• INSTRUCTIONS TO FOLLOW
Extract the text of each entry below exactly, leaving every image behind.
━━━━━ RECORDS PROVIDED
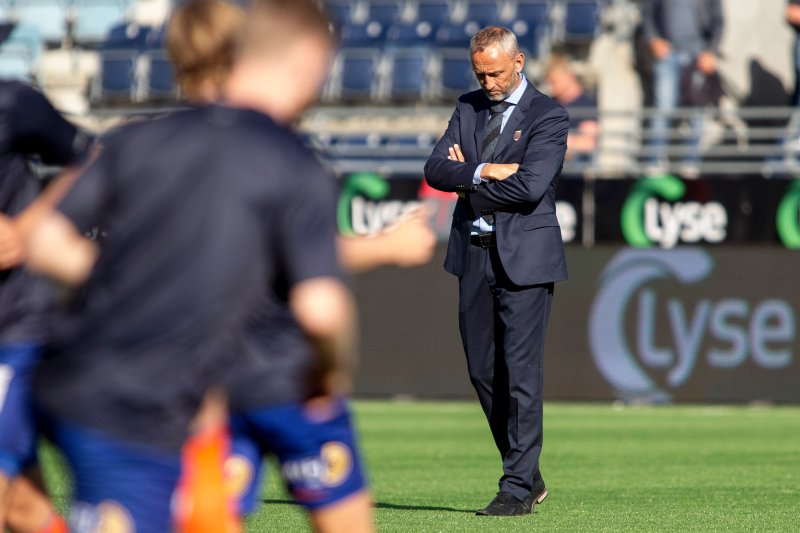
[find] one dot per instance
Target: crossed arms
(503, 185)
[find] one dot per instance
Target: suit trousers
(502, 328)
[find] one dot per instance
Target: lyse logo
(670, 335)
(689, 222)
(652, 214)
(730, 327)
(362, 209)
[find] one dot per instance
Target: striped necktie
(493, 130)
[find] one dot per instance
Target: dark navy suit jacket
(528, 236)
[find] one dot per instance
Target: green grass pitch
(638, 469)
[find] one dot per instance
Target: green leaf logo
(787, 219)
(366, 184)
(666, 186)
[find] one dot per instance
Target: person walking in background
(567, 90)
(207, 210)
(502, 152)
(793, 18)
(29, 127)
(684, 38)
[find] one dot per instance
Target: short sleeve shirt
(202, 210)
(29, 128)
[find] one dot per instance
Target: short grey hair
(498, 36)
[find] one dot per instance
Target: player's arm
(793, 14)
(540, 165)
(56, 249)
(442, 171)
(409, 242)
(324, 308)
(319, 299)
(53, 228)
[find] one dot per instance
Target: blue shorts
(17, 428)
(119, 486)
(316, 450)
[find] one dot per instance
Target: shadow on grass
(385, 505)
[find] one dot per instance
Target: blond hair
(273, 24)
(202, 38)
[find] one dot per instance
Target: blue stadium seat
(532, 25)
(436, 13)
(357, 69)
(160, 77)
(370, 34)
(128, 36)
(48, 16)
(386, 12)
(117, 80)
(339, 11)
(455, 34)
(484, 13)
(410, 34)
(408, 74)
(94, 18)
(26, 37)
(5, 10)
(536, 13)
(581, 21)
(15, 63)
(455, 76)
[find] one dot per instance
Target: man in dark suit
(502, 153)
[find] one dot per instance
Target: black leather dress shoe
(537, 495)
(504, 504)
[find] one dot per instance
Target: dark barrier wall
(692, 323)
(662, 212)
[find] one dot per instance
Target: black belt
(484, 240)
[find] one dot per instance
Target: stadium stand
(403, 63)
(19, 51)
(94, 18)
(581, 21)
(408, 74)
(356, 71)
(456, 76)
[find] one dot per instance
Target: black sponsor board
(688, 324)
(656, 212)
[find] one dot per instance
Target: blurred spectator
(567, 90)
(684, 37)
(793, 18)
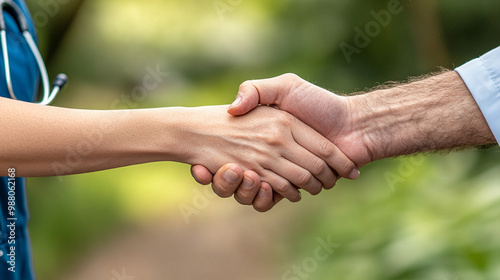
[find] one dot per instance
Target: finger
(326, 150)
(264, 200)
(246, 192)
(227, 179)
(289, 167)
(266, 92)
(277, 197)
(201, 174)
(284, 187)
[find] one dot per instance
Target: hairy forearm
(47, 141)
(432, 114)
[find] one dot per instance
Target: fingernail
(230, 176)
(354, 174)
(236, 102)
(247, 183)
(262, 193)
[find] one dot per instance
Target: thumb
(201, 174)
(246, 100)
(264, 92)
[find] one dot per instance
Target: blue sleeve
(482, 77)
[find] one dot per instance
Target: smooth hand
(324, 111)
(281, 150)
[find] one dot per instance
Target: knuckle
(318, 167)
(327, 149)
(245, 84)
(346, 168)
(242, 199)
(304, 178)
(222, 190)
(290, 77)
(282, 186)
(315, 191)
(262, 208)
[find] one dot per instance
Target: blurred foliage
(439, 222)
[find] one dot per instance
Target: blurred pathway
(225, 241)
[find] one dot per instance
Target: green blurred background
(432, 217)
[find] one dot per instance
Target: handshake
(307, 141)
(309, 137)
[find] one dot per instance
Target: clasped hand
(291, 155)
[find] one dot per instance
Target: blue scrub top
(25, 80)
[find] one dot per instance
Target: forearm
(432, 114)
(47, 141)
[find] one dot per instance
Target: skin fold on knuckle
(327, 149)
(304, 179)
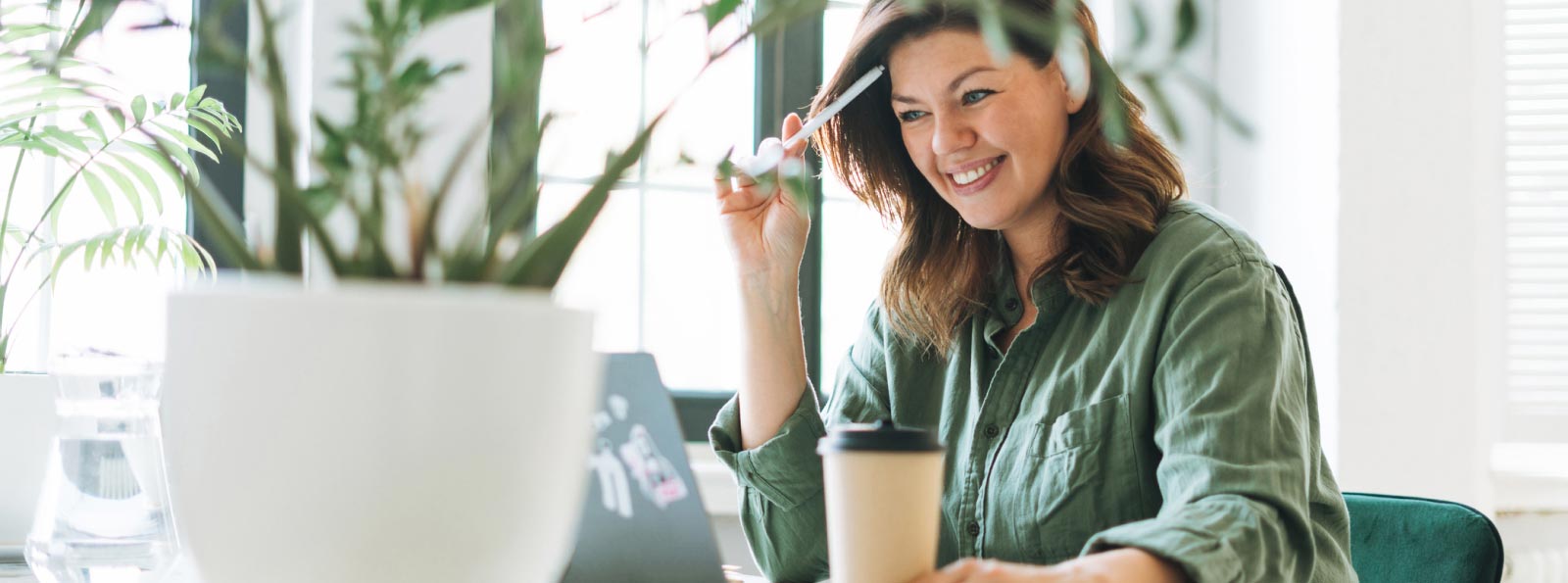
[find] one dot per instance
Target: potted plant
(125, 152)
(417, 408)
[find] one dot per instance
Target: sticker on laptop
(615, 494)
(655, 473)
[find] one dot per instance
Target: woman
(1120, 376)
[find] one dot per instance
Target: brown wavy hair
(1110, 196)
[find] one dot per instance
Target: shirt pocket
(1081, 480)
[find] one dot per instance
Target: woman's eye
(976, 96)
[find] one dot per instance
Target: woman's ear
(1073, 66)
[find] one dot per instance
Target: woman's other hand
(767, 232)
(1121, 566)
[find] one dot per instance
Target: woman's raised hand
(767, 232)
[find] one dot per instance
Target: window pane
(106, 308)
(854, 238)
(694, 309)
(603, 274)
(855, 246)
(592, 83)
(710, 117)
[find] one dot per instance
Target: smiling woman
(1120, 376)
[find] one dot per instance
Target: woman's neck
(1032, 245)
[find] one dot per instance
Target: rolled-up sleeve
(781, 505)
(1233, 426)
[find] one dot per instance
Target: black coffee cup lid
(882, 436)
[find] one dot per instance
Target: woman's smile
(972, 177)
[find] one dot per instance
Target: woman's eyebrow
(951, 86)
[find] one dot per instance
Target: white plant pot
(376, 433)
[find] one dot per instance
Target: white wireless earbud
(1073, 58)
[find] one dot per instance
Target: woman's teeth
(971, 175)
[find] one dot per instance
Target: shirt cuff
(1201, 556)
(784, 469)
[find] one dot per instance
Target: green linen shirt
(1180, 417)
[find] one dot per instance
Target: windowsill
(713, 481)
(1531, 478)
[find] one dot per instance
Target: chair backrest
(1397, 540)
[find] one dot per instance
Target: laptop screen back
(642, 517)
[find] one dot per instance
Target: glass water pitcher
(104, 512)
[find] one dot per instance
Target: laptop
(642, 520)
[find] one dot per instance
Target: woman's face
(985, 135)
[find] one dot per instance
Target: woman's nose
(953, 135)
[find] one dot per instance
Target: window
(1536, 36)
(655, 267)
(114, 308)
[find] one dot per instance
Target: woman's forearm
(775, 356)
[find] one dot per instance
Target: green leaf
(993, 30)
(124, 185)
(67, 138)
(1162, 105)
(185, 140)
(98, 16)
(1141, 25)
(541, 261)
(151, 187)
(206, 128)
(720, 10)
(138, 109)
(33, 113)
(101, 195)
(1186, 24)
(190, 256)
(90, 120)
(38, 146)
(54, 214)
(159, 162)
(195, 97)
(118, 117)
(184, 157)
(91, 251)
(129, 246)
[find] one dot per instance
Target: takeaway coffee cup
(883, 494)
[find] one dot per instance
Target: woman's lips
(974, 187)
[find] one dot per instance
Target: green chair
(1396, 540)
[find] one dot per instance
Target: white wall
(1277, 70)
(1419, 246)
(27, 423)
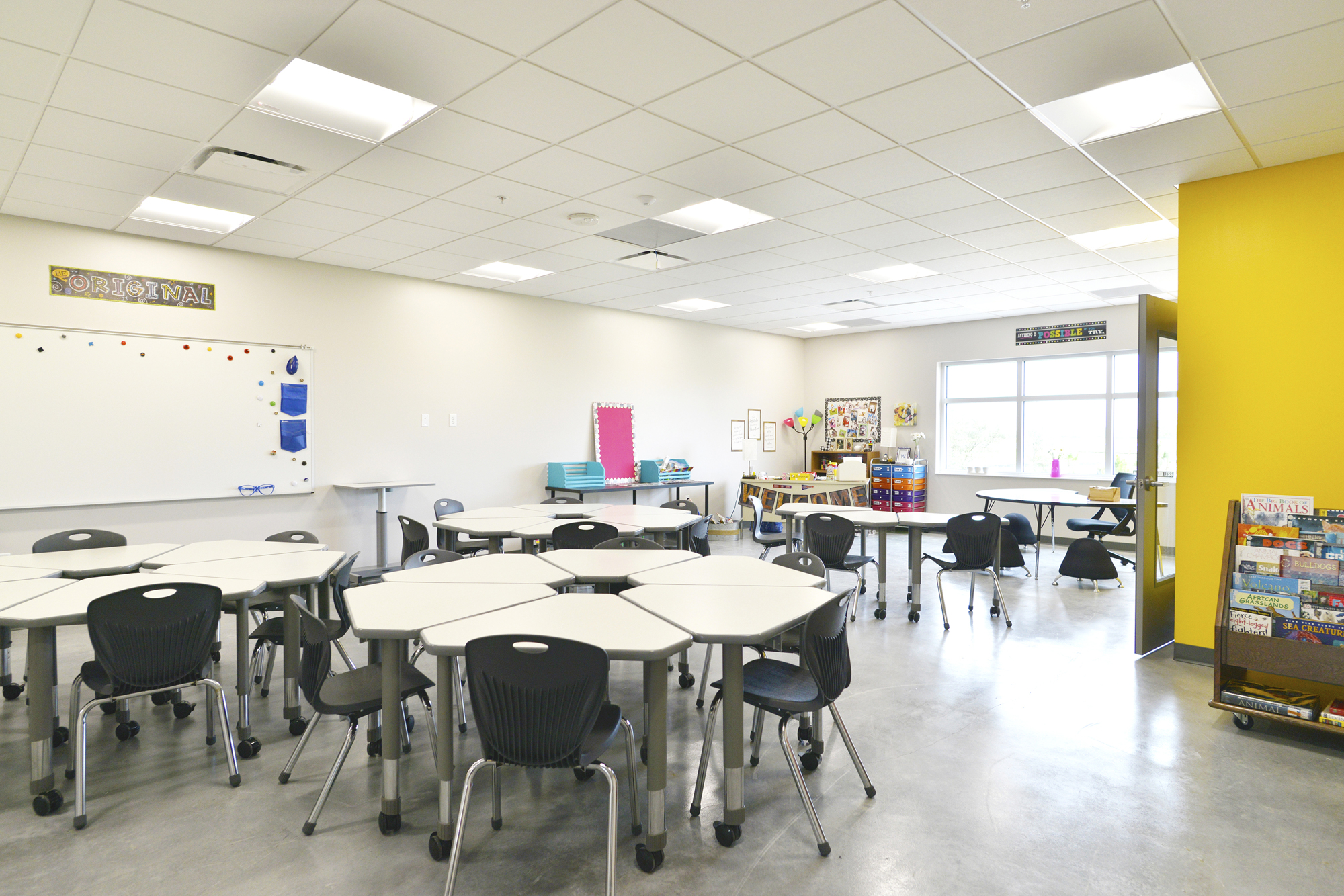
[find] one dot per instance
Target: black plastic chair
━━━━━━━━━━
• ANSWER BELOW
[find] one dot per instance
Target: crossed arms
(503, 185)
[find] one dot per instance
Target: suit trousers
(502, 328)
[find] one dot per instance
Target: lyse logo
(670, 335)
(689, 222)
(652, 214)
(730, 327)
(362, 209)
[find] one dot per instance
Target: striped necktie
(493, 130)
[find] one dot per instance
Target: dark navy suit jacket
(528, 236)
[find] one dot per instance
Target: green grass pitch
(638, 469)
[find] one dot per instance
Target: green leaf logo
(787, 219)
(366, 184)
(666, 186)
[find] one dot per instance
Target: person walking in background
(567, 90)
(207, 210)
(502, 152)
(793, 18)
(29, 127)
(684, 38)
[find] one dot per instance
Target: short sleeve shirt
(202, 210)
(29, 128)
[find] one dot per instance
Target: short grey hair
(498, 36)
[find] one dot per instance
Target: player's arm
(793, 14)
(540, 165)
(56, 249)
(442, 171)
(409, 242)
(324, 308)
(319, 299)
(53, 228)
[find] one dot per instance
Target: blue shorts
(17, 428)
(119, 486)
(316, 450)
[find] one dot per instance
Target: shadow on grass
(385, 505)
[find] one dot per instance
Target: blond hair
(273, 24)
(202, 38)
[find] one dot per instance
Target: blue stadium seat
(532, 25)
(436, 13)
(357, 69)
(160, 77)
(370, 34)
(128, 36)
(48, 16)
(386, 12)
(117, 80)
(339, 11)
(455, 34)
(484, 13)
(410, 34)
(408, 74)
(94, 18)
(26, 37)
(5, 10)
(536, 13)
(581, 21)
(15, 63)
(455, 76)
[find] one dot per instance
Target: man in dark suit
(502, 153)
[find] one dot per instance
Target: black leather dress shoe
(537, 495)
(504, 504)
[find] one dot per instance
Target: dark barrier wall
(692, 323)
(662, 212)
[find] one dot per instance
Target: black belt
(484, 240)
[find] one dot per instance
Target: stadium stand
(403, 63)
(19, 51)
(94, 18)
(581, 21)
(408, 74)
(356, 71)
(456, 76)
[find] one dot per instance
Target: black sponsor board
(688, 324)
(656, 212)
[find] one dot per instance
Target: blurred spectator
(567, 90)
(684, 37)
(793, 18)
[find] one dot per instance
Target: finger
(326, 150)
(264, 200)
(246, 192)
(227, 179)
(289, 167)
(266, 92)
(277, 197)
(201, 174)
(284, 187)
[find] one dot per instance
Target: hairy forearm
(47, 141)
(432, 114)
[find] one dot per instance
Target: fingernail
(230, 176)
(354, 174)
(236, 102)
(247, 183)
(262, 193)
[find] one dot per instance
Target: thumb
(201, 174)
(246, 100)
(264, 92)
[find] one dot per instance
Target: blue sleeve
(482, 77)
[find] one dot per instance
Target: smooth hand
(324, 111)
(281, 150)
[find] one dot per instance
Target: knuckle
(318, 167)
(327, 149)
(245, 84)
(346, 168)
(242, 199)
(304, 178)
(222, 190)
(290, 77)
(282, 186)
(315, 191)
(262, 208)
[find] one dot per instance
Target: blurred foliage
(439, 222)
[find] one dot per instance
Target: blurred pathway
(225, 241)
[find] one dot per instance
Target: green blurred background
(432, 217)
[find] one dot per instance
Target: handshake
(307, 141)
(309, 137)
[find] one dot per instance
Target: clasped hand
(291, 155)
[find] one dot per instance
Target: blue scrub top
(25, 80)
[find] one dot per instance
Target: forearm
(432, 114)
(47, 141)
[find] one dot per instance
Target: skin fold on knuckle
(327, 149)
(304, 179)
[find] one dot per instance
Target: potted plant
(125, 152)
(417, 408)
[find] one dot per instance
Target: sticker on laptop
(615, 494)
(655, 473)
[find] one dot per instance
Target: woman
(1120, 376)
[find] one dot per instance
Target: brown wavy hair
(1110, 196)
[find] one dot per instance
Target: shirt pocket
(1081, 480)
[find] one dot per instance
Target: woman's eye
(976, 96)
[find] one dot per instance
Target: woman's ear
(1073, 66)
[find] one dot per instance
Target: woman's other hand
(767, 232)
(1121, 566)
[find] one dot per instance
Target: woman's raised hand
(767, 232)
[find] one dot per instance
Target: window pane
(106, 308)
(854, 238)
(694, 309)
(603, 274)
(855, 246)
(592, 83)
(710, 117)
[find] one dot per instance
Target: smiling woman
(1120, 376)
[find] one dot per instance
Target: woman's neck
(1032, 245)
[find] one dot per instance
Target: rolled-up sleeve
(781, 505)
(1233, 426)
[find] one dot per instance
Target: black coffee cup lid
(882, 436)
[find] one dot per instance
Target: woman's smile
(972, 177)
[find] one dot per instance
Target: woman's eyebrow
(951, 86)
[find] one dot per instance
Target: white plant pot
(376, 433)
[find] one dot per instance
Target: white wireless earbud
(1073, 58)
[find] one dot per instance
Target: woman's teeth
(971, 175)
[find] one dot per instance
Target: shirt cuff
(1201, 556)
(784, 469)
[find] one dot per instance
Target: green linen shirt
(1180, 417)
[find] one dot per instance
Target: windowsill
(713, 481)
(1531, 478)
[find] one dot per instance
Target: chair backrest
(1397, 540)
[find] one dot per instance
Target: laptop screen back
(642, 517)
[find] one dot per instance
Target: glass water pitcher
(104, 512)
[find] one dot per instance
Target: laptop
(642, 520)
[find] one dot per instance
Target: woman's face
(985, 135)
[find] one dot per instance
Target: woman's nose
(953, 135)
[find] one dot per instance
Target: window
(1536, 36)
(655, 267)
(114, 308)
[find] one dot per instance
Target: woman's forearm
(775, 356)
[find] one dot per instance
Target: green leaf
(993, 30)
(124, 185)
(67, 138)
(1162, 105)
(185, 140)
(98, 16)
(1141, 25)
(541, 261)
(151, 187)
(206, 128)
(720, 10)
(138, 109)
(33, 113)
(101, 195)
(1186, 24)
(190, 256)
(90, 120)
(38, 146)
(54, 214)
(159, 162)
(195, 97)
(118, 117)
(184, 157)
(91, 251)
(129, 246)
[find] one dot per instance
Target: takeaway coffee cup
(883, 494)
[find] one dot per instance
Target: woman's lips
(974, 187)
[find] one dot per instance
Target: green chair
(1396, 540)
[find] one dot per instance
Target: white wall
(1277, 70)
(1419, 246)
(27, 423)
[find] one dot per instance
Target: black plastic chair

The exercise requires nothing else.